EXERCISE REQUIREMENTS
Write out all of the data exactly as it appears.

THE RECORDS
(begin)
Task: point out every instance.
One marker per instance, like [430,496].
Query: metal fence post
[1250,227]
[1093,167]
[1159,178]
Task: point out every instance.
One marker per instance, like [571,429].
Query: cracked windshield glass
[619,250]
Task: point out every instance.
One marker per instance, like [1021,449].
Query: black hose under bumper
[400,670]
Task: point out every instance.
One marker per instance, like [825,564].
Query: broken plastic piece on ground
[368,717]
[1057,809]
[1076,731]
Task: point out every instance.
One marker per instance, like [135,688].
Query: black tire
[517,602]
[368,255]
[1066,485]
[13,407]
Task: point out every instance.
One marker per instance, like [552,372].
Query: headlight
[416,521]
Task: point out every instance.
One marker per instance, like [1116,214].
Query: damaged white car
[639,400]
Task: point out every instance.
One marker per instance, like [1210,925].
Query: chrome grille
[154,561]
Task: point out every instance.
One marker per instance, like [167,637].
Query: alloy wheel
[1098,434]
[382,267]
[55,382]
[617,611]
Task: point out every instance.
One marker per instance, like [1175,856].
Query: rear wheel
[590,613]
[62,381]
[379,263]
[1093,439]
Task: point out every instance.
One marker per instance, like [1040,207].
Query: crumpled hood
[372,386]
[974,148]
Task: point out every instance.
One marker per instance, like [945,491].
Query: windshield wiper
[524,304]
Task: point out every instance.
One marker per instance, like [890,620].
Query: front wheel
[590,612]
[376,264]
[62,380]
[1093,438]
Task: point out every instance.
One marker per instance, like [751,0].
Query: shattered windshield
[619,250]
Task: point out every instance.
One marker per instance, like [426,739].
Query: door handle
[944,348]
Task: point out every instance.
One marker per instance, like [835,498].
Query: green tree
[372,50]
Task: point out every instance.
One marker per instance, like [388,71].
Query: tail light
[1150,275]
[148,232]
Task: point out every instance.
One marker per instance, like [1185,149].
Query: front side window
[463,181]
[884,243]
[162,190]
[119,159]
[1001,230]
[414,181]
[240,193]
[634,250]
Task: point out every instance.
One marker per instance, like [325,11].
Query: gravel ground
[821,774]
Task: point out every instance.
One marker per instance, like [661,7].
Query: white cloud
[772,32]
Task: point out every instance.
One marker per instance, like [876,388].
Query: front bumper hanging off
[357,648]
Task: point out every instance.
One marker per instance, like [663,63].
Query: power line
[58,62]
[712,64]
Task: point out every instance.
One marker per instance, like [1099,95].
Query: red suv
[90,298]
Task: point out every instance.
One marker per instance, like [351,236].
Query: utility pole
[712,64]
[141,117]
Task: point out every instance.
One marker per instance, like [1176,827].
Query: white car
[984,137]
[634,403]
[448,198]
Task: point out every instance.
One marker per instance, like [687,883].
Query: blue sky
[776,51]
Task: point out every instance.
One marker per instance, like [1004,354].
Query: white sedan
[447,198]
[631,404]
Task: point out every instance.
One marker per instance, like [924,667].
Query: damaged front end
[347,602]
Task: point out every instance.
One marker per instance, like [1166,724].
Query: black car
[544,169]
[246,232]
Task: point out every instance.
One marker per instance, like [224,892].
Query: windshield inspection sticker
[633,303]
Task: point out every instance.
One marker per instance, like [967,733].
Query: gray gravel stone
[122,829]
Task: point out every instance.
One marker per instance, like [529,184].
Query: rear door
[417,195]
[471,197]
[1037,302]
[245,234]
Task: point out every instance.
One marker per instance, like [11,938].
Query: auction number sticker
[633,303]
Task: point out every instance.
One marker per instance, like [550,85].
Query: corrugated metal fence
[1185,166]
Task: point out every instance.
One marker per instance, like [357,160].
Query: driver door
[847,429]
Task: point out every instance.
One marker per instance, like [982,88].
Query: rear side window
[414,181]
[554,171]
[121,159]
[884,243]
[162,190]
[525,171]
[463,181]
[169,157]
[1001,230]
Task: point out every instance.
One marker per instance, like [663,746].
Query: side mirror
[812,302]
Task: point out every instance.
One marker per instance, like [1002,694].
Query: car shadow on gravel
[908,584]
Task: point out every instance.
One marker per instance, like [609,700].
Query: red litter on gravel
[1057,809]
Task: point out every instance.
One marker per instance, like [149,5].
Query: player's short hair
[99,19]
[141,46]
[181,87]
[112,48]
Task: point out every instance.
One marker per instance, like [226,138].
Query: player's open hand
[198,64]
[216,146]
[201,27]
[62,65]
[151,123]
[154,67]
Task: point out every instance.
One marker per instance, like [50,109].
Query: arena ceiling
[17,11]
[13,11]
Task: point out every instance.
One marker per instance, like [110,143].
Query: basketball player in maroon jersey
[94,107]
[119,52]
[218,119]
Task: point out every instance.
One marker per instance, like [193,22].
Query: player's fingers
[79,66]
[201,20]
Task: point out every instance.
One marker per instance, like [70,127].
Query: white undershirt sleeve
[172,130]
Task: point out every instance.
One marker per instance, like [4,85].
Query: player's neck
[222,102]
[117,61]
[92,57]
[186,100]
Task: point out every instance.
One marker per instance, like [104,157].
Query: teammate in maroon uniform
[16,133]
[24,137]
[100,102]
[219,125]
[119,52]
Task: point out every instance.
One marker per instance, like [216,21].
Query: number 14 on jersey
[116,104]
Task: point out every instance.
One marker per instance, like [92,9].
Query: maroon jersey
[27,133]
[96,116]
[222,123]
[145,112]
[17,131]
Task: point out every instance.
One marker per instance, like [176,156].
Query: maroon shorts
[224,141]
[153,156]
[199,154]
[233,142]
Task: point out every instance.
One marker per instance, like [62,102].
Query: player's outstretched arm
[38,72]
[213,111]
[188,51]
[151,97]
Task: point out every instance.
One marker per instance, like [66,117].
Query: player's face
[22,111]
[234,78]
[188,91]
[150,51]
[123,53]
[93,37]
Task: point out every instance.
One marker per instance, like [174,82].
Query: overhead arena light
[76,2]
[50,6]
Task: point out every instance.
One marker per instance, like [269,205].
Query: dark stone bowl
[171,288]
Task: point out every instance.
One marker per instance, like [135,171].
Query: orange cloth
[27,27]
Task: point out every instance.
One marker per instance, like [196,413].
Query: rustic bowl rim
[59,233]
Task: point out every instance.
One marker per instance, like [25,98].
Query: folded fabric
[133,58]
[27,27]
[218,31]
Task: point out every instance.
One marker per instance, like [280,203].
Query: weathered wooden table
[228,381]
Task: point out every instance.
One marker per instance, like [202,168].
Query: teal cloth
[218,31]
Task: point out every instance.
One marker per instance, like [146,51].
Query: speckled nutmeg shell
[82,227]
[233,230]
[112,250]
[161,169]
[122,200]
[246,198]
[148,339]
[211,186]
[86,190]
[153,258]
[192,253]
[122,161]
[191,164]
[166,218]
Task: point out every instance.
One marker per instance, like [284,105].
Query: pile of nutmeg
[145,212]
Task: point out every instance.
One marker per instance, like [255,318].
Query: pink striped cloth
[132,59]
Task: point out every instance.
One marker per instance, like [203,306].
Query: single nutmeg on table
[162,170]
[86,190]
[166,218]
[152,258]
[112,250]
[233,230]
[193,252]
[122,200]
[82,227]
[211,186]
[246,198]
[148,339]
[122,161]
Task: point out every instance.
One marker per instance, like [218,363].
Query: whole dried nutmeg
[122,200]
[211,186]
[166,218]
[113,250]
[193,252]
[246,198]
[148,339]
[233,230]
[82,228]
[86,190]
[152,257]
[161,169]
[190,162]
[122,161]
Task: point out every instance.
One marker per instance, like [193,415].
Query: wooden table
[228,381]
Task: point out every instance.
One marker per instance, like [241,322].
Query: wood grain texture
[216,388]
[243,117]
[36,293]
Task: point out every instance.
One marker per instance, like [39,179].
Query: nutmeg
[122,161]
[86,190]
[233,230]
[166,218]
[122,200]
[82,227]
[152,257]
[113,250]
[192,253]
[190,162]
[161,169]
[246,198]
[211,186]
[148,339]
(end)
SOLUTION
Task: point out every instance.
One marker per instance, like [430,496].
Query: metal fence post
[1250,227]
[1093,167]
[1159,178]
Task: point out every instance.
One marker per instance, like [571,429].
Query: cracked windshield glass
[619,250]
Task: point out every instance.
One marker per instance, like [1021,449].
Query: black hose under bumper
[400,670]
Task: point out every instance.
One marker per instance, like [825,564].
Query: broken plastic piece on ground
[368,717]
[1057,809]
[1076,731]
Task: point out every instance.
One marker per instance, like [135,688].
Query: black tire
[517,602]
[368,255]
[1066,485]
[13,407]
Task: point out every instance.
One marker per instance, like [552,372].
Query: headlight
[416,521]
Task: point out every instance.
One marker per instance, like [1116,214].
Query: damaged white car
[639,400]
Task: point out every instance.
One marker per instance, like [1210,925].
Query: chrome grille
[154,561]
Task: point out every instance.
One marker per instance, like [167,637].
Query: alloy wheel
[1098,434]
[382,267]
[55,382]
[617,611]
Task: point out every instance.
One marker per instance, like [1175,856].
Query: rear wheel
[590,613]
[62,381]
[379,263]
[1093,439]
Task: point out every instance.
One marker per instance, like [1040,207].
Query: crumpled hood
[372,386]
[974,148]
Task: point out every instance.
One marker per instance, like [945,491].
Query: windshield wiper
[524,304]
Task: point out every instance.
One marker per instance, like [890,620].
Query: front wheel
[590,612]
[376,264]
[62,380]
[1093,438]
Task: point out every instance.
One marker per instance, like [751,0].
Query: shattered windshield
[619,250]
Task: point out every instance.
One marker per instance, like [426,739].
Query: door handle
[944,348]
Task: point out every instance.
One marker per instance, like [835,498].
Query: green tree
[372,50]
Task: point out every instance.
One marker per instance, like [388,71].
Query: tail light
[1150,275]
[148,232]
Task: point out every instance.
One marker per instance, like [1185,149].
Query: front side window
[463,181]
[884,243]
[162,190]
[119,159]
[1001,230]
[414,181]
[240,193]
[634,250]
Task: point out every instance.
One marker per instance, like [325,11].
Query: gravel ground
[821,774]
Task: point out every instance.
One marker per instance, like [661,7].
Query: white cloud
[772,32]
Task: point out every instance.
One marker per instance, like [876,388].
Query: front bumper hanging off
[357,648]
Task: point out every instance.
One marker per instance, like [663,63].
Query: power line
[58,62]
[712,64]
Task: point out every instance.
One marker per instance, like [1099,95].
Query: red suv
[90,298]
Task: point out every instance.
One marker per instance, like [351,236].
Query: utility pole
[712,64]
[141,117]
Task: point out every instance.
One marker per instance, like [1176,827].
Query: white car
[984,137]
[634,403]
[448,198]
Task: point out every instance.
One marker per instance, like [687,883].
Query: blue sky
[776,51]
Task: point out every instance.
One marker per instance, like [1004,354].
Query: white sedan
[447,198]
[631,404]
Task: point out every instance.
One marker per instance, like [924,667].
Query: damaged front end
[347,602]
Task: point out every instance.
One marker per instance, like [1166,724].
Query: black car
[544,169]
[246,232]
Task: point out every instance.
One marker per instance, like [224,892].
Query: windshield inspection sticker
[633,303]
Task: point out every instance.
One marker per instance, like [967,733].
Query: gray gravel stone
[122,829]
Task: point out every instance.
One marker per instance, like [529,184].
Query: rear door
[417,195]
[471,197]
[1037,302]
[245,234]
Task: point out every instance.
One marker per instance, like [11,938].
Query: auction number sticker
[633,303]
Task: point out every instance.
One marker per instance, like [550,85].
Query: corrugated metal fence
[1185,166]
Task: point out every instance.
One marker per instance, like [357,160].
Query: driver door
[847,429]
Task: point out every instance.
One marker per instance, like [982,88].
Query: rear side window
[414,181]
[554,171]
[121,159]
[884,243]
[162,190]
[525,171]
[463,181]
[169,157]
[1001,230]
Task: point out every instance.
One marker per instance, like [663,746].
Query: side mirror
[812,302]
Task: point out every instance.
One marker per instance, like [1002,694].
Query: car shadow on gravel
[908,584]
Task: point out every instance.
One marker per instance, like [609,700].
Query: red litter on gravel
[1057,809]
Task: point out every instance.
One marker per instance, like [149,5].
Query: player's short hair
[99,19]
[141,46]
[181,87]
[112,48]
Task: point out every instance.
One marker per instance, like [226,138].
Query: player's open hand
[198,64]
[216,146]
[201,27]
[62,65]
[151,123]
[154,67]
Task: point out every instance.
One marker per instance, like [50,109].
Query: arena ceiling
[17,11]
[13,11]
Task: point out every instance.
One marker per instance, like [110,143].
Query: basketball player in maroon jersey
[94,107]
[119,52]
[218,119]
Task: point out every instance.
One marker per instance, like [193,22].
Query: player's fingers
[79,66]
[201,20]
Task: point out every instance.
One marker per instance, like [70,127].
Query: white undershirt sleeve
[172,130]
Task: point out every instance.
One marker per instance, like [4,85].
Query: player's neck
[222,102]
[117,61]
[92,57]
[186,100]
Task: point out every instance.
One marker per instance, like [104,157].
Query: teammate in maroon uniform
[16,133]
[24,137]
[100,102]
[219,125]
[119,52]
Task: point out every instance.
One marker per instance, like [216,21].
Query: number 14 on jersey
[116,104]
Task: point out every instance.
One marker per instance, like [92,9].
Query: maroon jersey
[27,133]
[96,116]
[222,123]
[145,112]
[17,131]
Task: point out every instance.
One marker per instance, like [176,156].
Query: maroon shorts
[224,141]
[153,156]
[199,154]
[233,142]
Task: point out every instance.
One marker per instance, like [62,102].
Query: player's outstretched arm
[38,72]
[213,111]
[188,51]
[151,97]
Task: point out every instance.
One marker per instance, like [66,117].
Query: player's face
[22,111]
[234,78]
[188,91]
[150,51]
[123,53]
[93,37]
Task: point out every instance.
One marker per instance, like [174,82].
Query: overhead arena light
[76,2]
[50,6]
Task: point out every instance.
One marker per instance, like [269,205].
Query: dark stone bowl
[171,288]
Task: point out every instance.
One marker per instance, like [135,171].
Query: orange cloth
[27,27]
Task: point out every instance.
One marker per instance, like [196,413].
Query: rustic bowl rim
[59,233]
Task: point out every instance.
One marker per instance, like [25,98].
Query: folded fabric
[133,58]
[27,27]
[218,31]
Task: point out every instance.
One marker per instance, like [280,203].
Query: weathered wooden table
[228,381]
Task: point out every instance.
One marker per instance, like [202,168].
Query: teal cloth
[218,31]
Task: point out every instance.
One marker per instance, like [146,51].
Query: speckled nutmeg shell
[82,227]
[233,230]
[112,250]
[161,169]
[122,200]
[246,198]
[148,339]
[211,186]
[86,190]
[153,258]
[192,253]
[122,161]
[191,164]
[166,218]
Task: point out every instance.
One marker per instance, like [284,105].
Query: pile of nutmeg
[145,212]
Task: point out every instance.
One marker per instance, like [255,318].
Query: pink striped cloth
[132,59]
Task: point out every instance.
One marker per instance, like [203,306].
Query: single nutmeg on table
[162,170]
[86,190]
[166,218]
[152,258]
[112,250]
[233,230]
[193,252]
[122,200]
[82,227]
[211,186]
[246,198]
[148,339]
[122,161]
Task: point out every instance.
One marker per instance, like [218,363].
Query: whole dried nutmeg
[122,200]
[211,186]
[166,218]
[113,250]
[193,252]
[246,198]
[148,339]
[233,230]
[82,228]
[86,190]
[152,257]
[161,169]
[190,162]
[122,161]
Task: point out every instance.
One marker per instance, like [193,415].
Query: wooden table
[228,381]
Task: point out every instance.
One marker per instance, like [241,322].
Query: wood grain texture
[216,388]
[243,117]
[36,293]
Task: point out every instance.
One marker per instance, like [39,179].
Query: nutmeg
[122,161]
[86,190]
[233,230]
[166,218]
[122,200]
[82,227]
[152,257]
[113,250]
[192,253]
[190,162]
[161,169]
[246,198]
[211,186]
[148,339]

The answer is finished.